··· DATASET ENTRIES ···
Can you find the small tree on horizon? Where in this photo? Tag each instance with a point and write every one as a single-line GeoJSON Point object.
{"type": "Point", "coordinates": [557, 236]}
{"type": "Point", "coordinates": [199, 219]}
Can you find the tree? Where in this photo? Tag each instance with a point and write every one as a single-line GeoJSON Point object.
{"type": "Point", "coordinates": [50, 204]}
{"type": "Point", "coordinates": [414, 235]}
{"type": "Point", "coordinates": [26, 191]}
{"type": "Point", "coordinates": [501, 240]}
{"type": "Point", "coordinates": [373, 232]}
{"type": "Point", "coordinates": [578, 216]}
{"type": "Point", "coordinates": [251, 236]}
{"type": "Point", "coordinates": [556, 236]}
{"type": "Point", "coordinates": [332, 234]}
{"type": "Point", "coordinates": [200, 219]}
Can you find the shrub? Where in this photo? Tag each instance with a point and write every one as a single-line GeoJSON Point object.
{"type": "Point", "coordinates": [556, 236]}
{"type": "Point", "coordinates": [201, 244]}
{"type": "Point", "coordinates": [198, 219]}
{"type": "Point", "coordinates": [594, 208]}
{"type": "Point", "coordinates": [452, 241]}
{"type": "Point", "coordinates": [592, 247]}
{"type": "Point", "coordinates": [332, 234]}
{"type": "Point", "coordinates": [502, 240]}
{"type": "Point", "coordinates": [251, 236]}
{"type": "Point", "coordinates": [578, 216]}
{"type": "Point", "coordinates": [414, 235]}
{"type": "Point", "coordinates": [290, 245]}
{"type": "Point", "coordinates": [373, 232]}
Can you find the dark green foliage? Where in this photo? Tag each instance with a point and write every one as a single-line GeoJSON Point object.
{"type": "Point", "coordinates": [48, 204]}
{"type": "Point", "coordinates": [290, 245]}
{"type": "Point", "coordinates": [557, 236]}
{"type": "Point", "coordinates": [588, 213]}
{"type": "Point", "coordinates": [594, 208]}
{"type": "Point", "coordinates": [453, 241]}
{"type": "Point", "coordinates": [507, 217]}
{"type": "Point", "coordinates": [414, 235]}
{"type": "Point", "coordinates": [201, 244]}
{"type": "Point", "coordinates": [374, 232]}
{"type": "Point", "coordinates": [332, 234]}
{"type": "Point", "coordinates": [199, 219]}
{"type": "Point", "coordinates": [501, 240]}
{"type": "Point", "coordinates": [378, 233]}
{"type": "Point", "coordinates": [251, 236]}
···
(SET PROBLEM)
Please repeat the listing exactly, with nothing left out.

(CORRECT OUTPUT)
Can you find the small tree on horizon? Where in this photo? Tag each instance with a point and write every one as a single-line GeoJSON Point object.
{"type": "Point", "coordinates": [557, 236]}
{"type": "Point", "coordinates": [199, 219]}
Can you find the tree? Where in this photo? Tag each instance with a point and write every one as a single-line GeoJSON Point object.
{"type": "Point", "coordinates": [50, 204]}
{"type": "Point", "coordinates": [414, 235]}
{"type": "Point", "coordinates": [26, 191]}
{"type": "Point", "coordinates": [501, 240]}
{"type": "Point", "coordinates": [373, 232]}
{"type": "Point", "coordinates": [578, 216]}
{"type": "Point", "coordinates": [251, 236]}
{"type": "Point", "coordinates": [556, 236]}
{"type": "Point", "coordinates": [332, 234]}
{"type": "Point", "coordinates": [200, 219]}
Can you find the shrub? Where in this photo? Tag each instance with a point and write every one as a single-line GeoJSON Point object.
{"type": "Point", "coordinates": [556, 236]}
{"type": "Point", "coordinates": [201, 244]}
{"type": "Point", "coordinates": [198, 219]}
{"type": "Point", "coordinates": [594, 208]}
{"type": "Point", "coordinates": [452, 241]}
{"type": "Point", "coordinates": [592, 247]}
{"type": "Point", "coordinates": [332, 234]}
{"type": "Point", "coordinates": [502, 240]}
{"type": "Point", "coordinates": [251, 236]}
{"type": "Point", "coordinates": [578, 216]}
{"type": "Point", "coordinates": [414, 235]}
{"type": "Point", "coordinates": [290, 245]}
{"type": "Point", "coordinates": [373, 232]}
Can you find the dark green foliage? Where in this photo? Tag each instance with a point and write every one as a single-line GeoJSON Point object.
{"type": "Point", "coordinates": [48, 204]}
{"type": "Point", "coordinates": [290, 245]}
{"type": "Point", "coordinates": [557, 236]}
{"type": "Point", "coordinates": [588, 213]}
{"type": "Point", "coordinates": [594, 208]}
{"type": "Point", "coordinates": [453, 241]}
{"type": "Point", "coordinates": [507, 217]}
{"type": "Point", "coordinates": [414, 235]}
{"type": "Point", "coordinates": [201, 244]}
{"type": "Point", "coordinates": [374, 232]}
{"type": "Point", "coordinates": [332, 234]}
{"type": "Point", "coordinates": [199, 219]}
{"type": "Point", "coordinates": [501, 240]}
{"type": "Point", "coordinates": [378, 233]}
{"type": "Point", "coordinates": [251, 236]}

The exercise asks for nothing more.